── Data provided

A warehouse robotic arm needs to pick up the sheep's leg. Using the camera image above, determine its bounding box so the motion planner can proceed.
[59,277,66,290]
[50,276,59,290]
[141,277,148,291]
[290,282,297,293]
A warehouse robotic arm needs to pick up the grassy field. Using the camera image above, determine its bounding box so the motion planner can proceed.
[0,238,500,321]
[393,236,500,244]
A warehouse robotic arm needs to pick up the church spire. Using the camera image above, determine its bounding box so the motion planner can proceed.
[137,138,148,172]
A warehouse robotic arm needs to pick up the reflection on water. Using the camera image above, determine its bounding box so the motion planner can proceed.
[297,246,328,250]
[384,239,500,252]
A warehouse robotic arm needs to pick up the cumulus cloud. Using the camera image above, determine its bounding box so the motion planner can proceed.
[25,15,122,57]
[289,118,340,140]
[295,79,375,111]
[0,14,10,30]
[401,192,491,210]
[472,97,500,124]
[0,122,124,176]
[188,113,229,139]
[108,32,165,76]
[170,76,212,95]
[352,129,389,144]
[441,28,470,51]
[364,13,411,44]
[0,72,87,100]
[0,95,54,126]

────

Instructions for the task: Rewrite the listing above, replacing every occurrence of "warehouse robotic arm" with "factory robotic arm" and leaving everything else unchanged.

Solution to this problem:
A factory robotic arm needs to pick up the sheep's leg. Using the camera image above, determine its bounding box so the motion planner can proceed.
[59,277,66,290]
[50,276,59,290]
[141,277,148,291]
[290,282,297,293]
A factory robotic arm needs to pick up the grassy field. Using the camera image above, determine its bounding box so the motion planner can proceed.
[0,238,500,321]
[393,236,500,244]
A factory robotic arm needs to pick up the church spire. Using the camera image above, determine its bounding box so the motion planner can proceed.
[137,138,148,172]
A factory robotic arm needs to pick up the reflection on water. Using the camera image above, determine its bounding box so the motion planner can proceed.
[297,246,328,250]
[384,239,500,252]
A factory robotic arm needs to pick up the cumulus cloud. Using the camera image above, determine its bounding box so the motion planner can proceed.
[25,15,122,57]
[289,118,340,140]
[295,79,375,111]
[0,14,10,30]
[401,192,491,210]
[472,97,500,124]
[0,122,124,176]
[188,113,229,139]
[108,32,165,76]
[170,76,212,95]
[352,129,389,144]
[441,28,470,51]
[364,13,411,44]
[0,72,87,100]
[0,95,54,126]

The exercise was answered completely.